When it comes to business car fleet management, there are a lot of costs to consider, from direct costs like insurance and fuel, to indirect costs caused by factors such as employee productivity.
But just because having a fleet is unavoidable, that doesn’t mean you have to spend a fortune on it. Here are five ways to cut costs on your business car fleet.
1. Review your ownership type
One of the first steps towards cutting costs is to calculate how efficient your current ownership model is. There are lots of different ownership types for business car fleets and each has its own advantages and disadvantages.
- Company car ownership. Your business owns (or leases) the car directly and provides the car to an individually-named employee. This is great for employee retention and gives you more control over your fleet, but the acquisition cost is high and the value of assets depreciates over time.
- Pool cars. A pool car is made available to all (or a specific group of) company employees. This means it is flexible in use, however it must be kept on the business premises overnight.
- Employee car ownership (ECO) schemes. An ECO is a structured scheme that enables a company to provide all of the benefits of a company car to its employees, without the burden of the tax. But very strict business/private mileage records must be kept.
- Grey fleet. The vehicle is owned by the employee, but used in part for essential business trips. So there are no acquisition, maintenance or running costs for the business, but there is a lack of control over the suitability of the vehicle.
- Contract hire. All vehicles in the fleet are leased, making it easier to manage and eliminating maintenance costs. On the other hand, the business does not own the cars and is tied to contracts.
We go into more detail about this in our eBook , but the final decision comes down to what would work best for your business. Ask yourself the following questions:
- How many miles are my employees doing per year?
- Are their journeys long or short?
- Do employees need access to a car on a permanent basis?
In reality it is likely that your ownership strategy will be a mix of some or all of the above.
Another possibility for cutting costs is to simply cut down your business car fleet – if you can. Review the number of cars you have and the number of cars you use to see if that number could be reduced. The average total ownership cost (TCO) for a light-duty vehicle ranges from £3,500 to £5,500 per vehicle, per year. So removing just five cars from your fleet could save you £17,500 every year!
2. Educate and coach your drivers to drive more efficiently
Having proficient drivers can save your fleet a surprising amount of money. According to the Energy Saving Trust, savings of 15% can be achieved by simply improving driving habits.
Here are some good habits you can instill in your drivers to help cut costs for your business:
- Reduce speed. Although driving a little bit faster may get your drivers to their destinations more quickly, what you save in time you lose in cost. According to the AA, driving at 70mph uses up to 9% more fuel than driving at 60mph. Introducing a telematics system with a driver behaviour program can encourage your drivers to keep their speed down (more on that later in the article).

- **SHORT EXERCISE A**:
Please tally the lines in the rows that contain the string "blue" and give only that number.
The rows that come next have no connection to the article.

- **TASK DATA**:
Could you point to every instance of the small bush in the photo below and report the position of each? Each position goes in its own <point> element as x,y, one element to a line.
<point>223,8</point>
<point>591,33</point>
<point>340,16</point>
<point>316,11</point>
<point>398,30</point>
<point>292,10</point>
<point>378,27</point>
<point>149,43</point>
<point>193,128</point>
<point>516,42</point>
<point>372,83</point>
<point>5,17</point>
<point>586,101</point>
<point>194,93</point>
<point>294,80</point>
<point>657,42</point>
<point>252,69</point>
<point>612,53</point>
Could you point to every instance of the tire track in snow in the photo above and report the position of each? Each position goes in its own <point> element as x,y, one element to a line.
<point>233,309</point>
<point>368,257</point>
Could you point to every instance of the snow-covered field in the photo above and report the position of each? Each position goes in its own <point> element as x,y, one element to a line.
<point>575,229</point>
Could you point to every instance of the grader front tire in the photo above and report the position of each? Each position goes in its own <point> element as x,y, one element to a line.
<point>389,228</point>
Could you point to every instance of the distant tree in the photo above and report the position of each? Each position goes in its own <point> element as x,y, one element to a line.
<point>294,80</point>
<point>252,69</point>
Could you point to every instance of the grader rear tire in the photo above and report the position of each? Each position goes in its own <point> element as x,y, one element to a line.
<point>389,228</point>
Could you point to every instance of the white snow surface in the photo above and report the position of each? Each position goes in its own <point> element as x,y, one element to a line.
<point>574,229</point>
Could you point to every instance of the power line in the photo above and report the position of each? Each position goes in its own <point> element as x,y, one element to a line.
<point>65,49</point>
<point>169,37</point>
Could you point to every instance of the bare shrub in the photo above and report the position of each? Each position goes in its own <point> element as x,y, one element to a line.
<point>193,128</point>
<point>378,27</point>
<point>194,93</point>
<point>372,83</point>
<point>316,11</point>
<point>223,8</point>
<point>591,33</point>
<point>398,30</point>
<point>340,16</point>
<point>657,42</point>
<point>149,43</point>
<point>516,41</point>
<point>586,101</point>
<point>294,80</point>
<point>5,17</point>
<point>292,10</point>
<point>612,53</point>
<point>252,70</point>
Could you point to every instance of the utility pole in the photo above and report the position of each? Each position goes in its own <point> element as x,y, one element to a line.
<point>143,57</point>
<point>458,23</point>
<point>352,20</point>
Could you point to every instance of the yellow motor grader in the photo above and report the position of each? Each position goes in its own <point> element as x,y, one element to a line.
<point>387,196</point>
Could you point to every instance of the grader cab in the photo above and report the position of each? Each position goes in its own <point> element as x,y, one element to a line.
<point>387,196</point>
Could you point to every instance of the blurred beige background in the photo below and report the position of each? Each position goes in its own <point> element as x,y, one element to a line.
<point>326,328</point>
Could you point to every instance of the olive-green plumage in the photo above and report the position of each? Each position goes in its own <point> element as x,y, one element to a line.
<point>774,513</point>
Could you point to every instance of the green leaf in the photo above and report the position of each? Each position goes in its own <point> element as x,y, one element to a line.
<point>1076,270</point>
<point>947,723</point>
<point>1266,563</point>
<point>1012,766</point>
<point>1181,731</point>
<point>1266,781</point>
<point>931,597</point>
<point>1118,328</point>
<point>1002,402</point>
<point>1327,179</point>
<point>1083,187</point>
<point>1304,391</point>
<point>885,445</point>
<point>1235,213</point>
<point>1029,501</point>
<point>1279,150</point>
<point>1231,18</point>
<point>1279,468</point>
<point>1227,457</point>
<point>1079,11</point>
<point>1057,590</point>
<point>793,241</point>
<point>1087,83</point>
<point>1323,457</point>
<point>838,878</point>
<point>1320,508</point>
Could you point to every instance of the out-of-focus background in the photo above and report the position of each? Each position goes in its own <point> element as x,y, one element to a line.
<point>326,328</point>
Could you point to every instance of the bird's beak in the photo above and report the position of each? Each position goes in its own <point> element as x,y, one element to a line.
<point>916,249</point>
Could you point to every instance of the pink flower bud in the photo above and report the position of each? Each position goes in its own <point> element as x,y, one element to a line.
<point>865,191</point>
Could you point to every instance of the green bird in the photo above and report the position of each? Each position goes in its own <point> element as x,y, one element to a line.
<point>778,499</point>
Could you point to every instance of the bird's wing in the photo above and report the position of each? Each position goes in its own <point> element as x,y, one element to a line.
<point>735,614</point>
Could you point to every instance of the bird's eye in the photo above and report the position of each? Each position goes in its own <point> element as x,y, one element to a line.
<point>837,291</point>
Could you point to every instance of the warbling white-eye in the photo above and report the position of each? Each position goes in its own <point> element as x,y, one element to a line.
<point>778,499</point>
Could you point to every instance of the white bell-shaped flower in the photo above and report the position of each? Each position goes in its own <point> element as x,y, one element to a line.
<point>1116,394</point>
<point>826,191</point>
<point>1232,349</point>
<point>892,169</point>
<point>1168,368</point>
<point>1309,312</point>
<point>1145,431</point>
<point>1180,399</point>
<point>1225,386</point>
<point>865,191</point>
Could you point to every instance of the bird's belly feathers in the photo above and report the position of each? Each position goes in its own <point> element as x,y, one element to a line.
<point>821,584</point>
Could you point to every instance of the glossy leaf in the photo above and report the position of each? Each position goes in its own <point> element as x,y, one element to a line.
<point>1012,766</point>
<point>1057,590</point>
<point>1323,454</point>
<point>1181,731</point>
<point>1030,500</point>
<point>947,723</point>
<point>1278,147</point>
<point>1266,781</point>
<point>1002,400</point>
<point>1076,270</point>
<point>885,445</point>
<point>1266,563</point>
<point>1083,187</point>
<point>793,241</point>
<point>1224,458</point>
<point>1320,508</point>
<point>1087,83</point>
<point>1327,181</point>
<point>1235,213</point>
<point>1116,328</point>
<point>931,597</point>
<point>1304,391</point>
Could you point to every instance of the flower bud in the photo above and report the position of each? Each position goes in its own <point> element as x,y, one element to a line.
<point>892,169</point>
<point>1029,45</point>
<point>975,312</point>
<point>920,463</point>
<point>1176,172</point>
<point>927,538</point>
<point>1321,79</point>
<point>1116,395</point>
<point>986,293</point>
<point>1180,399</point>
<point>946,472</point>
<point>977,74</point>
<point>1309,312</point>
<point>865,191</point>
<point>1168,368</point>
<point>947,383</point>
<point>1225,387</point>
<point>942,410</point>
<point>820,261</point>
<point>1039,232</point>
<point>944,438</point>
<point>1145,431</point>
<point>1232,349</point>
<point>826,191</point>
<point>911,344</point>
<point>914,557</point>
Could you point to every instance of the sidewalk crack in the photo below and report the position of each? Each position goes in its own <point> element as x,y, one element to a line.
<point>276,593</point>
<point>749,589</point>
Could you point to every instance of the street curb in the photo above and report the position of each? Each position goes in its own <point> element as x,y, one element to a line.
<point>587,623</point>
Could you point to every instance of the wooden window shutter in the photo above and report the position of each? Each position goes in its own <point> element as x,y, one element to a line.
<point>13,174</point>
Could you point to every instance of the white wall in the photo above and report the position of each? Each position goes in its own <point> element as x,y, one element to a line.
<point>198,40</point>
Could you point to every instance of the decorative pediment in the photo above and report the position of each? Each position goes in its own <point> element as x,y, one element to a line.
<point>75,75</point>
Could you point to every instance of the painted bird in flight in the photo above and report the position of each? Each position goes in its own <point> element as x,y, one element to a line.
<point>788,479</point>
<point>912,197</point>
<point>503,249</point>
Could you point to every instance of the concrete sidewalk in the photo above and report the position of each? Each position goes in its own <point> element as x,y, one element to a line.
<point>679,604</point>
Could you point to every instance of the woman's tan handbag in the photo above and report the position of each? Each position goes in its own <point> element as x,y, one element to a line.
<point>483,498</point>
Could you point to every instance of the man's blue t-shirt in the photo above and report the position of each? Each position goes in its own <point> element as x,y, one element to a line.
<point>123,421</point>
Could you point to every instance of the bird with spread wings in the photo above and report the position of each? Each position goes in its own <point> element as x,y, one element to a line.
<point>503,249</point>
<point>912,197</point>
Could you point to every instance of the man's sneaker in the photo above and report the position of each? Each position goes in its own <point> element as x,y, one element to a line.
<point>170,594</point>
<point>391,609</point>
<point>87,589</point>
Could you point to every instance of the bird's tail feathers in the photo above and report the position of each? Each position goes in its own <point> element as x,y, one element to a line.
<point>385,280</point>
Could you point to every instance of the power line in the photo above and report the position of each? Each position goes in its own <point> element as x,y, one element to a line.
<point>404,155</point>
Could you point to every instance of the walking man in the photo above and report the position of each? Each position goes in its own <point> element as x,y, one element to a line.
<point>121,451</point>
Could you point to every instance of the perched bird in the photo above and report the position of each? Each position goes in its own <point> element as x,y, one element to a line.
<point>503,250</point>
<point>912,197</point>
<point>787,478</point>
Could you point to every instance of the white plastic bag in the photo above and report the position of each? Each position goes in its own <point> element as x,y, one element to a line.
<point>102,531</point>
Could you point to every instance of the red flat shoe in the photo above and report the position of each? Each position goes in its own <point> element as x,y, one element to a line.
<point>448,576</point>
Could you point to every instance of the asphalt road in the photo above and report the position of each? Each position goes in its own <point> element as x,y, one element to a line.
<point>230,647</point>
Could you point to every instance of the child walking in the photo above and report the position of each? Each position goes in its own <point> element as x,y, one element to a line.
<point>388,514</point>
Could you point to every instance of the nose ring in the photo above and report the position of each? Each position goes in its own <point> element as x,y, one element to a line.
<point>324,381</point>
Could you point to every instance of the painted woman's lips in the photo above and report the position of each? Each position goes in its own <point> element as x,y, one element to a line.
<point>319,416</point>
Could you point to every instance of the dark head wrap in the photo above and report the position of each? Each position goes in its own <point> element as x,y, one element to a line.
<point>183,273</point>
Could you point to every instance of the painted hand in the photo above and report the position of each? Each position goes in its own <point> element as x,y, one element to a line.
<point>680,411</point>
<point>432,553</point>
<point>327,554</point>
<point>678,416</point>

- **SHORT EXERCISE B**:
List the business car fleet ownership types that the article on fleet costs describes.

- **EXERCISE OUTPUT A**:
1

- **EXERCISE OUTPUT B**:
- Company car ownership
- Pool cars
- Employee car ownership (ECO) schemes
- Grey fleet
- Contract hire